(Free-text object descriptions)
::::
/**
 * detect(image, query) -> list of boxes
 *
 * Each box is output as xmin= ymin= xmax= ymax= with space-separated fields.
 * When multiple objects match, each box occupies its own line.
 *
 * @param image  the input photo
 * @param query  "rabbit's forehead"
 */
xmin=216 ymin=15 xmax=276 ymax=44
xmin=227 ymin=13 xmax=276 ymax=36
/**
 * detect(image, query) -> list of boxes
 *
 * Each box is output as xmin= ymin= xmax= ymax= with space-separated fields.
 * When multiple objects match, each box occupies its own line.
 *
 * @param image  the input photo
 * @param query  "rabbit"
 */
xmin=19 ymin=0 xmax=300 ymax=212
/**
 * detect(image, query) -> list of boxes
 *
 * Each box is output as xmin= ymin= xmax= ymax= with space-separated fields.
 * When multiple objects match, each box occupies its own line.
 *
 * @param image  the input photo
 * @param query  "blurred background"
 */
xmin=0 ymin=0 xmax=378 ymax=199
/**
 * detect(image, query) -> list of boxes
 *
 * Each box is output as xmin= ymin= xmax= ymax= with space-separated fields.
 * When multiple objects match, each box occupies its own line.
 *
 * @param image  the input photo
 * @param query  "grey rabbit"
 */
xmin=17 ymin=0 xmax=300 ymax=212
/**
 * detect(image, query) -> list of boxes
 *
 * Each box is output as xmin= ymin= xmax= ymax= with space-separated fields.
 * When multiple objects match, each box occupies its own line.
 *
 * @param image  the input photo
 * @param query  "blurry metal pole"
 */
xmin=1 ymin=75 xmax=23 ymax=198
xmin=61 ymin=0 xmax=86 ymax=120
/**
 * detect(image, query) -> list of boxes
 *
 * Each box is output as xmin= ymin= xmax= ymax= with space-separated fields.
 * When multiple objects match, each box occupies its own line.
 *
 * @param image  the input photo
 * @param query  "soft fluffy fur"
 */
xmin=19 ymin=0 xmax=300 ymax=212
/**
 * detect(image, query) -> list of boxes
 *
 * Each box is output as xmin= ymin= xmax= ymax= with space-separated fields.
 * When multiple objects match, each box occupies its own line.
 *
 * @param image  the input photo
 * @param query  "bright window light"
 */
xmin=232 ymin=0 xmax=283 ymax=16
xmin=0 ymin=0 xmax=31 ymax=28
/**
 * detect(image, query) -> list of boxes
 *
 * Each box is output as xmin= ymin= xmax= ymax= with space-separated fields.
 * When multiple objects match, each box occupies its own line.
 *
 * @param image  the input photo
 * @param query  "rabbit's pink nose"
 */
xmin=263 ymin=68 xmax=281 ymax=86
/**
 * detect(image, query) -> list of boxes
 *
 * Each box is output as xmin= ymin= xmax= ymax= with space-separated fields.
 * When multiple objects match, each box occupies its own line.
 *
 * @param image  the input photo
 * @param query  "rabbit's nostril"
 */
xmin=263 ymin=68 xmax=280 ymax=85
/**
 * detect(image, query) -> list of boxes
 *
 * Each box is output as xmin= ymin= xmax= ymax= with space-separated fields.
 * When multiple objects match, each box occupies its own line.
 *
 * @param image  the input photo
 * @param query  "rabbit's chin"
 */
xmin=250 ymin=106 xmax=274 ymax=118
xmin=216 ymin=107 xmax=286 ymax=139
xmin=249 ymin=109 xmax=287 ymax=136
::::
◆ **What you should do**
Repeat the records above exactly, with nothing left out.

◆ **The answer**
/**
 * detect(image, query) -> list of boxes
 *
 * Each box is output as xmin= ymin= xmax= ymax= with space-separated fields.
 * When multiple objects match, each box occupies its own line.
 *
 * @param image  the input photo
 * @param query  "rabbit's forehead"
 */
xmin=216 ymin=15 xmax=276 ymax=44
xmin=227 ymin=13 xmax=276 ymax=36
/**
 * detect(image, query) -> list of boxes
 *
 * Each box is output as xmin= ymin= xmax= ymax= with space-separated fields.
 * When multiple objects match, each box occupies its own line.
 *
 * @param image  the input photo
 * @param query  "rabbit"
 */
xmin=19 ymin=0 xmax=300 ymax=212
/**
 * detect(image, query) -> list of boxes
 *
 * Each box is output as xmin= ymin= xmax= ymax= with space-separated fields.
 * When multiple objects match, each box occupies its own line.
 *
 * @param image  the input photo
 * @param query  "blurred background"
 */
xmin=0 ymin=0 xmax=378 ymax=199
/**
 * detect(image, query) -> list of boxes
 *
 * Each box is output as xmin= ymin= xmax= ymax= with space-separated fields.
 * When multiple objects match, each box occupies its own line.
 *
 * @param image  the input photo
 * @param query  "grey rabbit"
 */
xmin=17 ymin=0 xmax=300 ymax=212
/**
 * detect(image, query) -> list of boxes
 *
 * Each box is output as xmin= ymin= xmax= ymax= with space-separated fields.
 * When multiple objects match, each box occupies its own line.
 *
 * @param image  the input photo
 * @param query  "blurry metal pole"
 */
xmin=1 ymin=75 xmax=23 ymax=198
xmin=61 ymin=0 xmax=86 ymax=120
/**
 * detect(image, query) -> list of boxes
 *
 * Each box is output as xmin= ymin= xmax= ymax= with space-separated fields.
 * When multiple objects match, each box occupies its own line.
 *
 * @param image  the input photo
 * @param query  "soft fluffy fur"
 */
xmin=19 ymin=0 xmax=300 ymax=212
/**
 * detect(image, query) -> list of boxes
 *
 * Each box is output as xmin= ymin= xmax= ymax= with space-separated fields.
 * When multiple objects match, each box occupies its own line.
 *
 * @param image  the input photo
 * @param query  "bright window light"
 */
xmin=232 ymin=0 xmax=283 ymax=16
xmin=0 ymin=0 xmax=31 ymax=28
/**
 * detect(image, query) -> list of boxes
 *
 * Each box is output as xmin= ymin= xmax= ymax= with space-separated fields.
 * When multiple objects match, each box occupies its own line.
 *
 * @param image  the input photo
 * @param query  "rabbit's pink nose"
 */
xmin=263 ymin=68 xmax=281 ymax=86
/**
 * detect(image, query) -> list of boxes
 *
 * Each box is output as xmin= ymin= xmax= ymax= with space-separated fields.
 * When multiple objects match, each box occupies its own line.
 *
 * @param image  the input photo
 * @param query  "rabbit's nostril"
 */
xmin=263 ymin=68 xmax=280 ymax=85
/**
 * detect(image, query) -> list of boxes
 *
 * Each box is output as xmin= ymin= xmax= ymax= with space-separated fields.
 * When multiple objects match, each box occupies its own line.
 *
 * @param image  the input photo
 * @param query  "rabbit's chin"
 */
xmin=250 ymin=106 xmax=274 ymax=118
xmin=216 ymin=107 xmax=286 ymax=139
xmin=249 ymin=109 xmax=287 ymax=136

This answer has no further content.